(Collected data)
+ + +
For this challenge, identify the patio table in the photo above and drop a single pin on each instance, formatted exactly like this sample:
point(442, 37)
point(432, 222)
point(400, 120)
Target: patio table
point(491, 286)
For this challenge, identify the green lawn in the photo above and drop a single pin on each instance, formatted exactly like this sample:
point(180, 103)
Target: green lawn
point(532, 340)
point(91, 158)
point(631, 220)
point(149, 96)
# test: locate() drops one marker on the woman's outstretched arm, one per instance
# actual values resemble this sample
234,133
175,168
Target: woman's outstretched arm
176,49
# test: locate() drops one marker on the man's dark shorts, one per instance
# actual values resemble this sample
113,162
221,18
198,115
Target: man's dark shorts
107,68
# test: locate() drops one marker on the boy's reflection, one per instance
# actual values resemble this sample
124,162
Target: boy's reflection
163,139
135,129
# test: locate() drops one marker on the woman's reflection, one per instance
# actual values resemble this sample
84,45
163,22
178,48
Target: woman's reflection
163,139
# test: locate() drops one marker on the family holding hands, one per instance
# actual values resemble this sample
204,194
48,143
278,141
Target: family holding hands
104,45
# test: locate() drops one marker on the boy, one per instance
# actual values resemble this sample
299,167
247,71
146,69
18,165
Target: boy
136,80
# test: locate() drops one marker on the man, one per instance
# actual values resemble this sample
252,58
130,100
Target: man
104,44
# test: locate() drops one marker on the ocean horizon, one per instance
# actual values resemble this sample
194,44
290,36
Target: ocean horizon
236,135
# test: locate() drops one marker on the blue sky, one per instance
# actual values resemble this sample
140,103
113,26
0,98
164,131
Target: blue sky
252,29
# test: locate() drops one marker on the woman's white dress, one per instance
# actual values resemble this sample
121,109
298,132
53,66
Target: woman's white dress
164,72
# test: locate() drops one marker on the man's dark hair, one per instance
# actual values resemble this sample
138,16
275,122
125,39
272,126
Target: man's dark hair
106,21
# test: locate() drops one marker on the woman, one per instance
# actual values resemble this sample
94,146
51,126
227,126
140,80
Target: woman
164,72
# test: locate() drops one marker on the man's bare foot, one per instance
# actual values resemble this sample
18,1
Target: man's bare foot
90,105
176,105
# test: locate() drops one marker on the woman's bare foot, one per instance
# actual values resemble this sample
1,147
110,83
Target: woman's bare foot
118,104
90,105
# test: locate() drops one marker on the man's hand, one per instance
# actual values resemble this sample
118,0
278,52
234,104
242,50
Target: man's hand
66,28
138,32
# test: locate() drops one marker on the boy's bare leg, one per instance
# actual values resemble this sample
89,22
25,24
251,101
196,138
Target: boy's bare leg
+ + +
▶ [Your task]:
Having read the entries above, repeat them exactly.

▶ [Result for this exercise]:
For this challenge, identify the patio table in the photo above and drop a single pin on each instance, formatted exactly like this sample:
point(442, 37)
point(432, 222)
point(400, 120)
Target: patio table
point(491, 286)
For this challenge, identify the green lawn in the photo above and drop a single pin on each instance, formatted exactly like this sample:
point(180, 103)
Target: green lawn
point(532, 340)
point(91, 158)
point(631, 220)
point(149, 96)
# test: locate() drops one marker on the woman's outstretched arm, one per instance
# actual values resemble this sample
234,133
175,168
Target: woman's outstretched arm
176,49
# test: locate() drops one marker on the man's dark shorts, one per instance
# actual values resemble this sample
113,162
221,18
198,115
Target: man's dark shorts
107,68
# test: locate() drops one marker on the boy's reflection, one per instance
# actual values resemble this sample
124,162
Target: boy's reflection
163,139
135,129
# test: locate() drops one marker on the woman's reflection, one per instance
# actual values resemble this sample
84,45
163,22
178,48
Target: woman's reflection
163,139
# test: locate() drops one marker on the family holding hands, one per instance
# actual values resemble this sample
204,194
48,143
278,141
Target: family holding hands
104,45
# test: locate() drops one marker on the boy, one per instance
# actual values resemble this sample
299,167
247,71
146,69
18,165
Target: boy
136,80
# test: locate() drops one marker on the man, one per instance
# actual values resemble this sample
252,58
130,100
Target: man
104,44
# test: locate() drops one marker on the ocean horizon, one per instance
# actual values resemble this sample
194,44
290,36
Target: ocean horizon
236,135
# test: locate() drops one marker on the blue sky, one per instance
# actual values resemble this sample
140,103
113,26
0,98
164,131
Target: blue sky
252,29
# test: locate() drops one marker on the woman's white dress, one per instance
# actual values resemble this sample
121,109
298,132
53,66
Target: woman's white dress
164,72
# test: locate() drops one marker on the man's dark hair, one per instance
# actual values resemble this sample
138,16
275,122
125,39
272,126
Target: man's dark hair
106,21
# test: locate() drops one marker on the woman, one per instance
# actual values resemble this sample
94,146
51,126
227,126
140,80
Target: woman
164,72
# test: locate() drops one marker on the man's bare foot, one per instance
# actual values resemble this sample
18,1
Target: man's bare foot
90,105
176,105
# test: locate() drops one marker on the woman's bare foot, one per instance
# actual values resemble this sample
1,147
110,83
Target: woman's bare foot
118,104
90,105
# test: locate() drops one marker on the man's hand, one per instance
# actual values resemble this sample
118,0
278,52
234,104
242,50
Target: man's hand
66,28
138,32
# test: locate() drops one marker on the boy's bare leg, one per instance
# actual values resemble this sample
89,22
25,24
251,101
196,138
Target: boy's bare leg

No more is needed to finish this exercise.